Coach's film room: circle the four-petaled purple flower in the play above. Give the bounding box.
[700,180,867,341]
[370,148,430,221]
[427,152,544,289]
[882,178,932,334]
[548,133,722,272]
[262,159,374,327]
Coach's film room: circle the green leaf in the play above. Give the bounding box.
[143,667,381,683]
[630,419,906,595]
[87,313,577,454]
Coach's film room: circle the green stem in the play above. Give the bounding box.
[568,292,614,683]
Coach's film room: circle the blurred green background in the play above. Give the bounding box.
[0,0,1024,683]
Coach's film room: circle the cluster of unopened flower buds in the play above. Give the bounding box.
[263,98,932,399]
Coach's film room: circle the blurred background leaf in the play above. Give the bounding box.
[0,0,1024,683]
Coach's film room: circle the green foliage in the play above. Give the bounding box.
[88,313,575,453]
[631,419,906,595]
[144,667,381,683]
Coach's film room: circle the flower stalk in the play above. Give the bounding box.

____________

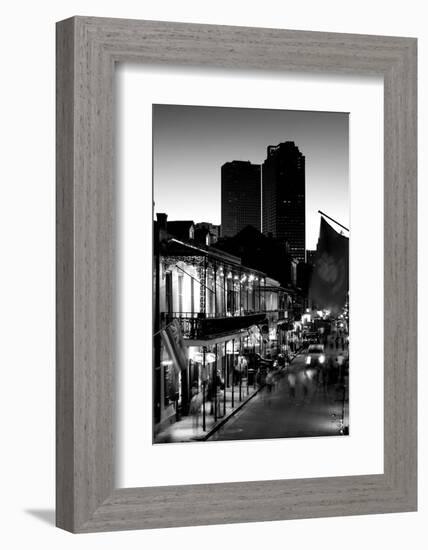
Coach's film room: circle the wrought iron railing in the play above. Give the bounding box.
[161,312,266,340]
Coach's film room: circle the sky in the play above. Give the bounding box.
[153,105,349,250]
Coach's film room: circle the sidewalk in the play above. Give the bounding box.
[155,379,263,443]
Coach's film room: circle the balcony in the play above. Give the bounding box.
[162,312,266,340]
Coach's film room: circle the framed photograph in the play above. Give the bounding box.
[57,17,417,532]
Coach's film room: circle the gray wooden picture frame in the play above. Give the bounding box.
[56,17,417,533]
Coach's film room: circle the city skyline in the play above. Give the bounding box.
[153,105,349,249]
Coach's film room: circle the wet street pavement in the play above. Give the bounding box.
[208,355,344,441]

____________

TO BE DONE:
Copy out the items word for word, starting at the line with "Coach's film room: circle the four-petaled" and continuing up to and including the line with "[263,98,932,399]".

RESPONSE BELOW:
Coach's film room: circle the four-petaled purple flower in the play above. Give the bounding box.
[700,180,867,341]
[370,148,430,221]
[427,152,544,289]
[882,178,932,334]
[548,133,722,272]
[262,159,374,327]
Coach's film room: circle the green leaf in the play above. Give the bounding box.
[143,667,381,683]
[630,419,906,595]
[87,313,577,454]
Coach's film room: circle the green stem in the play above. Give the bounding box.
[568,292,614,683]
Coach's film room: circle the blurred green background in the play above. Give the bounding box.
[0,0,1024,683]
Coach's film room: circle the cluster of unopened flower buds in the play above. Give the bounding box.
[263,98,932,399]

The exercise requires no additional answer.